***** Dataset excerpts

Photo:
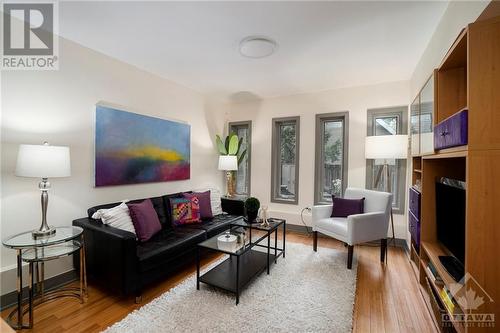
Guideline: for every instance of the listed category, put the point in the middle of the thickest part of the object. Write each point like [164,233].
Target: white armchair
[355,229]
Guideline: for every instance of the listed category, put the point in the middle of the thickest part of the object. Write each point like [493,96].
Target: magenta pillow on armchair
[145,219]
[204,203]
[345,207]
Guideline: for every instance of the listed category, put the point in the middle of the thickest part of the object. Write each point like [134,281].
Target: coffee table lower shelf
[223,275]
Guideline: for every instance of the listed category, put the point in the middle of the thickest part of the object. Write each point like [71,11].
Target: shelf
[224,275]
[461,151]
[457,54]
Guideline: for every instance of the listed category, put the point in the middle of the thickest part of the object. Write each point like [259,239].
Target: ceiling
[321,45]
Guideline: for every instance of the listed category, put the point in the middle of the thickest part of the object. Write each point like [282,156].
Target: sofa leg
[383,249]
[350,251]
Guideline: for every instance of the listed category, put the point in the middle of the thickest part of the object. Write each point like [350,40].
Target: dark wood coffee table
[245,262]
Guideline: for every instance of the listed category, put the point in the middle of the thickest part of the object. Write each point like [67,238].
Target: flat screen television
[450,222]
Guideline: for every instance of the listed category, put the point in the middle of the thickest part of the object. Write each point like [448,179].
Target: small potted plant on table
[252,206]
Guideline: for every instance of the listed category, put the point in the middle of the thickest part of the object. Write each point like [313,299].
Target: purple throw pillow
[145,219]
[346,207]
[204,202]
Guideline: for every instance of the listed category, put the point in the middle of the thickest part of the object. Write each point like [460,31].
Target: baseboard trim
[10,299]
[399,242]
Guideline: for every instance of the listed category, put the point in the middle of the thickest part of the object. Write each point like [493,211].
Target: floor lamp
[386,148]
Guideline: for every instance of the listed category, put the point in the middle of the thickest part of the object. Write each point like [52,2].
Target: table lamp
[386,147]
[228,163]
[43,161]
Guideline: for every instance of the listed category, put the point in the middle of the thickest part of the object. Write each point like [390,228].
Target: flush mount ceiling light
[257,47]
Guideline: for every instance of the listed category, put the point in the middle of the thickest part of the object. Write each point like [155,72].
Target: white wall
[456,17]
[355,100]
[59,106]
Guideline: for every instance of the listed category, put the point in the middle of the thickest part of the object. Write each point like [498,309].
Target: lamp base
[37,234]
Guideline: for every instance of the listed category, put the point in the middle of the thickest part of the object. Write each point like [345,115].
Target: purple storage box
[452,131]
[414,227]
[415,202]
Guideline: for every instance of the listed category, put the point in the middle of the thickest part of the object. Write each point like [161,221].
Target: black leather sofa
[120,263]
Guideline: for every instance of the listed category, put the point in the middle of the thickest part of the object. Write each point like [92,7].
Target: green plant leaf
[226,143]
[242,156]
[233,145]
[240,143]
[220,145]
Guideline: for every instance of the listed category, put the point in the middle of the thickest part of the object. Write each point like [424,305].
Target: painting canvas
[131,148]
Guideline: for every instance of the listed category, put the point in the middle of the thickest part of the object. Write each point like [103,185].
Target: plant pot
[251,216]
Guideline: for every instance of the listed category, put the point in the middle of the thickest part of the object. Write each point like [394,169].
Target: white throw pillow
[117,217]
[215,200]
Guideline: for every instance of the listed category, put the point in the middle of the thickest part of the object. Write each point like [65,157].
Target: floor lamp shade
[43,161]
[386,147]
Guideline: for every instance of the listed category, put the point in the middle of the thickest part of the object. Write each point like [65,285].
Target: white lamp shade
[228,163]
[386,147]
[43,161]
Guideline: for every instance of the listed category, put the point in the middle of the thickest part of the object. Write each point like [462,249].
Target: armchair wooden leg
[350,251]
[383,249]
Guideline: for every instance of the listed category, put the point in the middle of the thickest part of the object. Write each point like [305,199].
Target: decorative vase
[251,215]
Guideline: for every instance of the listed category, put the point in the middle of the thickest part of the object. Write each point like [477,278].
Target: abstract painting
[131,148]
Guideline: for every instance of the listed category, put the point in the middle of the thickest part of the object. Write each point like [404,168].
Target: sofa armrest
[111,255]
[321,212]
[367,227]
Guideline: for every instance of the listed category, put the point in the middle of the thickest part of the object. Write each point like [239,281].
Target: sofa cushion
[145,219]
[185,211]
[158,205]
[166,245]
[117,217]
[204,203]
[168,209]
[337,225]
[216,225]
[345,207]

**********

* Task description: Omit the pictures, and quote the material above exactly as given.

* Final result:
Photo:
Guideline: for every instance of the listed category, put the point in the middle of the thickest part of the object. Write each point like [164,233].
Target: white armchair
[355,229]
Guideline: for every instance of the listed category, put the point in the middle of the thickest part of the object. Write each point like [493,96].
Target: magenta pillow on armchair
[145,219]
[204,203]
[345,207]
Guideline: for every instance of the listed category, put the point in the middle of the thickest part of the object. Write each point like [134,281].
Target: coffee table lower shelf
[223,275]
Guideline: for every instance of the listed category, put the point in the middle of the thickest part of the object. Write each point like [71,11].
Target: shelf
[224,275]
[461,151]
[457,54]
Guideline: for every instance of the listed category, put the point in the middle of the thickest part of the object. Write each point like [259,239].
Target: ceiling
[321,45]
Guideline: for every instance of the listed category, put the point in the middle of the thickest part of the object. Write each point like [282,156].
Target: sofa leg
[383,249]
[350,251]
Guideline: for every instance of the listed category, put the point in the middle of the thickest part of the object. Write each point like [350,40].
Target: dark wood coffee table
[245,262]
Guideline: for every instance of the listed category, put the point in the middle of the thickest part of the object. Write each point like [67,238].
Target: flat screen television
[450,222]
Guideline: for every instance of the listed category, put the point in the middle of the thickest part of the object. Write each point like [448,179].
Target: small potted plant on table
[252,206]
Guideline: for every instance of the listed category, put the point in the middle of the thickest part of the object. Write each point like [313,299].
Target: purple throw pillow
[145,219]
[346,207]
[204,202]
Guideline: for every instance of the listed category, put the point in the middle of the thickest part of the object. Write each point like [460,31].
Target: baseboard trim
[10,299]
[399,242]
Guideline: for every instance of the listed category, put the point in the middle of the thickest part of the object. Write each point like [493,211].
Target: floor lamp
[386,148]
Guideline: for every instance of the listed category, put the point in the middle of the thickest part of the object. Write each point like [52,2].
Target: table lamp
[386,147]
[228,163]
[43,161]
Guideline: for every instance of the listed category, put the point in the middle of the thickest part of the object. Write each point like [390,228].
Target: flush mount ceiling light
[257,47]
Guideline: for every instance of the listed category, put the point in the middle of the thickest part of the object. Write each point like [155,72].
Target: white wall
[456,17]
[355,100]
[59,106]
Guideline: for every instance of the listed category, put the point in the middle of the thickest part of the object. Write each point like [498,309].
Target: lamp base
[37,234]
Guideline: for every instance of the listed category, put the point in the middle of the thickest part of the object. Write each point like [345,115].
Target: purple storage box
[452,131]
[414,227]
[415,202]
Guideline: for every instance of the listed category, put the point in the middle of the thickest part of the object. Write each point like [161,221].
Target: black leather sofa
[120,263]
Guideline: for every instance of the listed category, put the point in the middle of the thickest part of the object. Write each point like [92,7].
Target: green plant leaf
[226,143]
[242,156]
[233,145]
[240,143]
[220,145]
Guideline: for every instance of the listed category, put the point in the middle of the thickest part of the object. Write each point like [424,305].
Target: painting canvas
[131,148]
Guideline: for every instance of the listed category, put the point in the middle of the thickest part of the object. Write each point like [103,185].
Target: plant pot
[251,216]
Guideline: for every instance of the listed category, put the point in the middle of the thickest part of the object. Write each point like [394,169].
Target: white throw pillow
[117,217]
[215,200]
Guideline: for every instance of the listed category, put the point in the middle of the thickest part of the object. Write each point like [65,157].
Target: floor lamp shade
[43,161]
[386,147]
Guideline: for every instance of the listed category, put the point in the middle of the thickest part of the object. Write each point like [65,285].
Target: white lamp shade
[228,163]
[386,147]
[43,161]
Guideline: for every instance of the listed category, put the point in the middle of the thickest part of the object. Write each point like [462,249].
Target: armchair wooden leg
[350,251]
[383,249]
Guideline: for every instance of the listed category, put the point in the middle of the thickest part of the object. Write each point like [305,199].
Target: decorative vase
[251,215]
Guideline: for every instance of the listed category, put the point in the middle of the thickest part of the object. Write each point like [477,278].
Target: abstract painting
[131,148]
Guideline: for every instance of the listed category, put the point in the middle of the thickest part of the object. Write each point like [404,168].
Target: sofa armrest
[111,255]
[321,212]
[367,227]
Guideline: for every instance of the listed category, put the point in the middle of the thickest part of the object. Write each point like [239,281].
Target: sofa cushion
[145,219]
[185,211]
[158,205]
[166,245]
[117,217]
[204,203]
[168,209]
[337,225]
[216,225]
[345,207]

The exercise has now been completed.